- [Exercise description]
Arrange the lines as a two-column CSV with the headers instruction and response, starting with the line that contains "pixel 996 368." and going on through the line that contains "pixel 678 478", both included. Give each text and its answer one row, with each value in a single quoted field and every line break replaced by a space.

- [Stored data]
▼▼▼
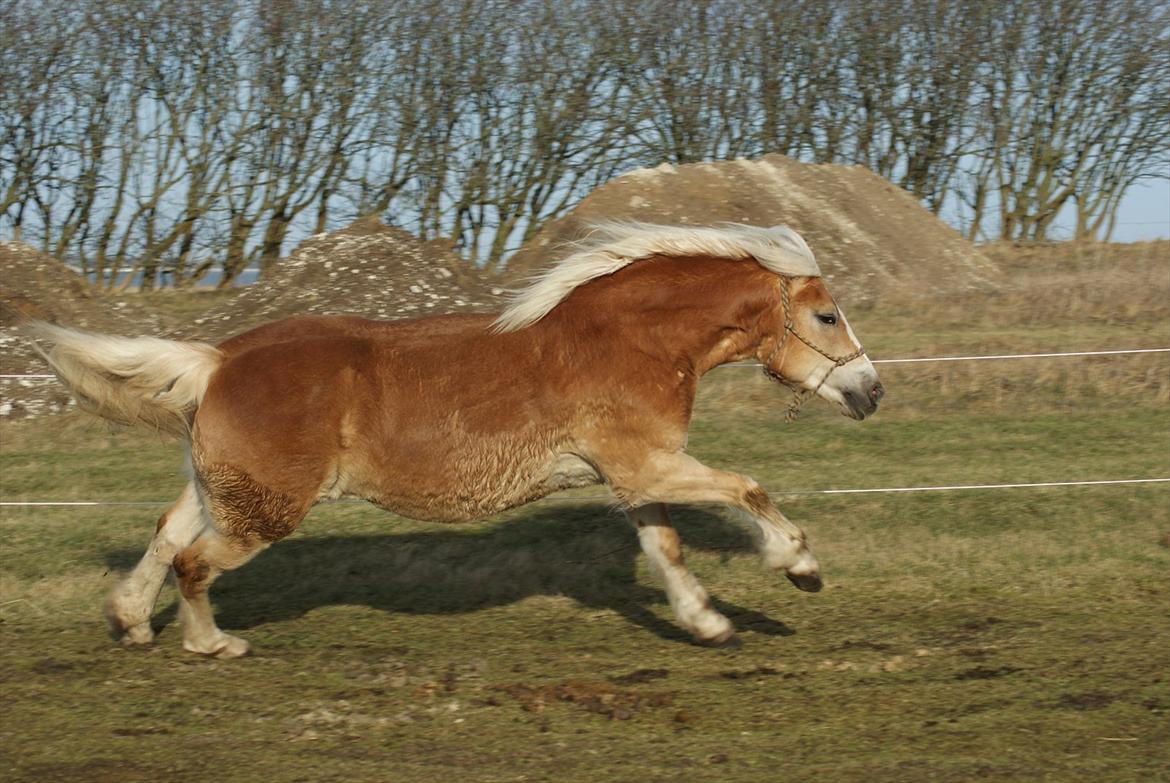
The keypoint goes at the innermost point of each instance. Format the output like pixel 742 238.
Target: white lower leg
pixel 130 604
pixel 688 598
pixel 197 568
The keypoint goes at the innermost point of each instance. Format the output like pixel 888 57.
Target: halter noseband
pixel 799 396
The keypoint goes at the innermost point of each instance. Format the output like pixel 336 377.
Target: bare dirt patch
pixel 597 698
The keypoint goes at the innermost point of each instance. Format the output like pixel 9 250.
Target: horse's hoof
pixel 137 636
pixel 807 582
pixel 730 641
pixel 224 646
pixel 235 647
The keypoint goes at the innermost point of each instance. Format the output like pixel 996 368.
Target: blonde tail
pixel 148 380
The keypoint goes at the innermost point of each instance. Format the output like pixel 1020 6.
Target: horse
pixel 586 377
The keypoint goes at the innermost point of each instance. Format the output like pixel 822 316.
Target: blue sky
pixel 1144 212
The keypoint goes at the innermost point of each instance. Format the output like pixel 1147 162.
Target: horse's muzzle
pixel 864 403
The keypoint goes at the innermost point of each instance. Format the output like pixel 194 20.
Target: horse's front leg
pixel 688 599
pixel 678 478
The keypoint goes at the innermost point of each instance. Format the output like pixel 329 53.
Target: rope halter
pixel 800 395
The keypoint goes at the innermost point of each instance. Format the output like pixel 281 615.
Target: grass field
pixel 1006 636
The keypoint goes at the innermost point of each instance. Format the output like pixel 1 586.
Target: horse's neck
pixel 708 320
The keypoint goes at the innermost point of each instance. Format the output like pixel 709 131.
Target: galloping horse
pixel 587 377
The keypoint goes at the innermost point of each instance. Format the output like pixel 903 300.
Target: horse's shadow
pixel 580 553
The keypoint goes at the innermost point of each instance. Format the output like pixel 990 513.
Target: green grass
pixel 1012 636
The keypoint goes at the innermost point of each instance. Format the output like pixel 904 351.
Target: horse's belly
pixel 462 492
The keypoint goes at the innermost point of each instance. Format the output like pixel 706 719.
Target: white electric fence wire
pixel 903 361
pixel 571 499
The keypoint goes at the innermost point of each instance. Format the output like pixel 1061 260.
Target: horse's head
pixel 809 345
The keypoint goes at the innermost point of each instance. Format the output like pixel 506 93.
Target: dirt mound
pixel 869 235
pixel 367 269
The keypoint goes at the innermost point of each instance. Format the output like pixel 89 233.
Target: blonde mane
pixel 611 246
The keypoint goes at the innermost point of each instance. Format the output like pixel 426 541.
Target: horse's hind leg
pixel 130 604
pixel 688 599
pixel 195 568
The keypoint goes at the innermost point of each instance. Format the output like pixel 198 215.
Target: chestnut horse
pixel 587 377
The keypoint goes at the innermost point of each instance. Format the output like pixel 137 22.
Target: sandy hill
pixel 367 269
pixel 869 235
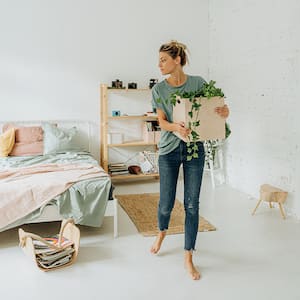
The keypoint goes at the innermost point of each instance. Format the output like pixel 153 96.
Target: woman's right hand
pixel 182 130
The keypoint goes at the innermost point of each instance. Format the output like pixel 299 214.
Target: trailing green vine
pixel 208 90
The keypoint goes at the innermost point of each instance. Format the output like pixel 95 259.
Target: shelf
pixel 146 118
pixel 126 90
pixel 132 144
pixel 135 176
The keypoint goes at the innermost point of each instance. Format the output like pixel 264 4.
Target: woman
pixel 173 151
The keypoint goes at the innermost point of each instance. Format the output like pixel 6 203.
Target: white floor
pixel 248 257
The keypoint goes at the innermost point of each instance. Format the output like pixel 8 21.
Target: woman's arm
pixel 166 125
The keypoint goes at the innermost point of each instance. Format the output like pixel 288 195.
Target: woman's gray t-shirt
pixel 161 95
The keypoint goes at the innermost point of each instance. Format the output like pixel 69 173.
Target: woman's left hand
pixel 222 111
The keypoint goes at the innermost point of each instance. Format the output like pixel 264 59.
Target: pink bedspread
pixel 23 190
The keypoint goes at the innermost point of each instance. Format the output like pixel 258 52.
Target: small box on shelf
pixel 115 138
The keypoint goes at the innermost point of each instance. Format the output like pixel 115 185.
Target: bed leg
pixel 115 217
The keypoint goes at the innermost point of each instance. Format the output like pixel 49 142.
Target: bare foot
pixel 193 272
pixel 158 241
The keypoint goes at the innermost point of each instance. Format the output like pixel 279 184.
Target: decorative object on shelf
pixel 134 169
pixel 117 84
pixel 122 136
pixel 116 113
pixel 149 161
pixel 132 85
pixel 152 83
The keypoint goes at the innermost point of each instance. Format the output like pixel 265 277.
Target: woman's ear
pixel 177 60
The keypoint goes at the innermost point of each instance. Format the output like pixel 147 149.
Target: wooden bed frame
pixel 87 130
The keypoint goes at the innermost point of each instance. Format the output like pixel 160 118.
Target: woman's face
pixel 167 64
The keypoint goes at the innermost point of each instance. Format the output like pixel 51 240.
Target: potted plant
pixel 195 100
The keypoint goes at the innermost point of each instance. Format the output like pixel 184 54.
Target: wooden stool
pixel 271 194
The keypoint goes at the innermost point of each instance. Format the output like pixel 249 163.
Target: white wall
pixel 254 57
pixel 55 53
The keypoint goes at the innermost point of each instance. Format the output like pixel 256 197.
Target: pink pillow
pixel 29 134
pixel 28 140
pixel 26 149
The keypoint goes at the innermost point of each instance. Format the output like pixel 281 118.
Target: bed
pixel 52 173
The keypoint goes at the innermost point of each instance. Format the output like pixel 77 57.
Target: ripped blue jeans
pixel 169 165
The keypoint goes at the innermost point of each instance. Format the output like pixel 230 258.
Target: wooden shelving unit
pixel 106 93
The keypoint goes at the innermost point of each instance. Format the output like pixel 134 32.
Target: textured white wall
pixel 55 53
pixel 254 57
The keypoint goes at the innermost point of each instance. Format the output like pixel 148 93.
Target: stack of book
pixel 118 169
pixel 48 258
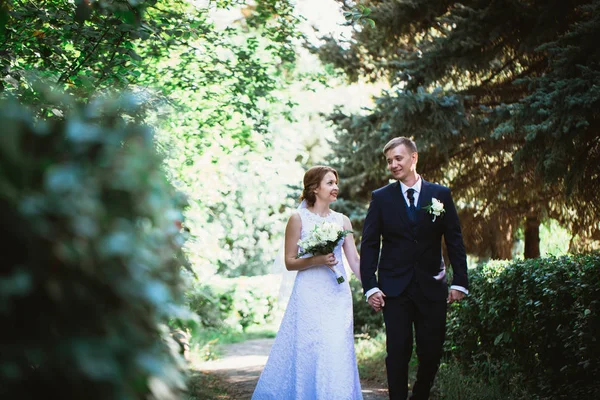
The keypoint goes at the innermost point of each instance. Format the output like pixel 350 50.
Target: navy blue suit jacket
pixel 400 251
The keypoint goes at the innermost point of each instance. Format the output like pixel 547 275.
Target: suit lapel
pixel 424 200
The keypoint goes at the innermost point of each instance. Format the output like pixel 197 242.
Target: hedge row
pixel 538 319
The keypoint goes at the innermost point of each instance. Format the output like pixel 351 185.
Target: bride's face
pixel 328 189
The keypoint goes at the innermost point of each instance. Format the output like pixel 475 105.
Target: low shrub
pixel 537 318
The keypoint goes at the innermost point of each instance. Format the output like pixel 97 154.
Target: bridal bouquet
pixel 322 240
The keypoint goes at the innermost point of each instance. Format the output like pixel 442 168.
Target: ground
pixel 237 371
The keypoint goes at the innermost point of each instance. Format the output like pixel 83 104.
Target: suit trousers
pixel 400 313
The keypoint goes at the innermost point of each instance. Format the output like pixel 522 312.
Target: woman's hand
pixel 328 260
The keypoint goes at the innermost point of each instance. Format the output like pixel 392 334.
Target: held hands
pixel 327 260
pixel 376 301
pixel 455 295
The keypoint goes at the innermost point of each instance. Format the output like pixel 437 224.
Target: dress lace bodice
pixel 313 355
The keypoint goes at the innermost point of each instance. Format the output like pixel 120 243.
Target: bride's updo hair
pixel 312 180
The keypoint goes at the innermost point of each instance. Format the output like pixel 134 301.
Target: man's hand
pixel 455 295
pixel 376 301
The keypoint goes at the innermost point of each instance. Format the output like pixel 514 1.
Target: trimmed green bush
pixel 539 319
pixel 92 254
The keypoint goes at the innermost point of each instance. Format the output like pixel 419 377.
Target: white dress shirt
pixel 417 188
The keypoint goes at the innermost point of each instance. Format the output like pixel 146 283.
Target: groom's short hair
pixel 397 141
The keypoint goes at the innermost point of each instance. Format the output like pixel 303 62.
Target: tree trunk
pixel 532 235
pixel 502 238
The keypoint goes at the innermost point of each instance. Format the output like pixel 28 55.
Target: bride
pixel 313 354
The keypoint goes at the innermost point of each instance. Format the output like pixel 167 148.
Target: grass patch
pixel 207 343
pixel 202 386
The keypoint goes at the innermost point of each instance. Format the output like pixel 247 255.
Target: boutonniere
pixel 436 208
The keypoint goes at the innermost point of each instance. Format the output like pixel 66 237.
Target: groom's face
pixel 401 162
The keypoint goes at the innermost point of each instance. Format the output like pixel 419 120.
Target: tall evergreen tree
pixel 501 97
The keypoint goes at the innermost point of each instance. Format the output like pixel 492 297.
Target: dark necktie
pixel 412 210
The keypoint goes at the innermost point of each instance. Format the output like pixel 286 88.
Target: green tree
pixel 91 274
pixel 501 98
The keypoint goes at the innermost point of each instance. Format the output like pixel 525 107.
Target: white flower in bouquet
pixel 322 240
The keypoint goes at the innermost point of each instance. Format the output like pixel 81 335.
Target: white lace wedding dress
pixel 313 355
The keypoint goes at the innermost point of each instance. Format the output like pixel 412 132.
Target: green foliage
pixel 502 114
pixel 92 267
pixel 455 383
pixel 538 319
pixel 236 304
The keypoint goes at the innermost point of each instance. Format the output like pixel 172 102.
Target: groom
pixel 411 286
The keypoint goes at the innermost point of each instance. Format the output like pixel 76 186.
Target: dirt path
▲▲▲
- [Exercise result]
instruction,response
"The keypoint goes at the innermost point of each instance. Format the output like pixel 996 368. Target: blonde tail","pixel 148 380"
"The keypoint goes at the innermost point of each instance. Format the output like pixel 1020 6. Target: horse","pixel 586 377"
"The keypoint goes at the innermost point of each instance. Format the output like pixel 822 316. Target: blue sky","pixel 1144 212"
"The keypoint goes at the innermost point of each instance. Format the output like pixel 1147 162. Target: horse's muzzle","pixel 864 403"
"The keypoint goes at the innermost point of each instance. Format the output like pixel 194 20. Target: horse's front leg","pixel 688 599 pixel 678 478"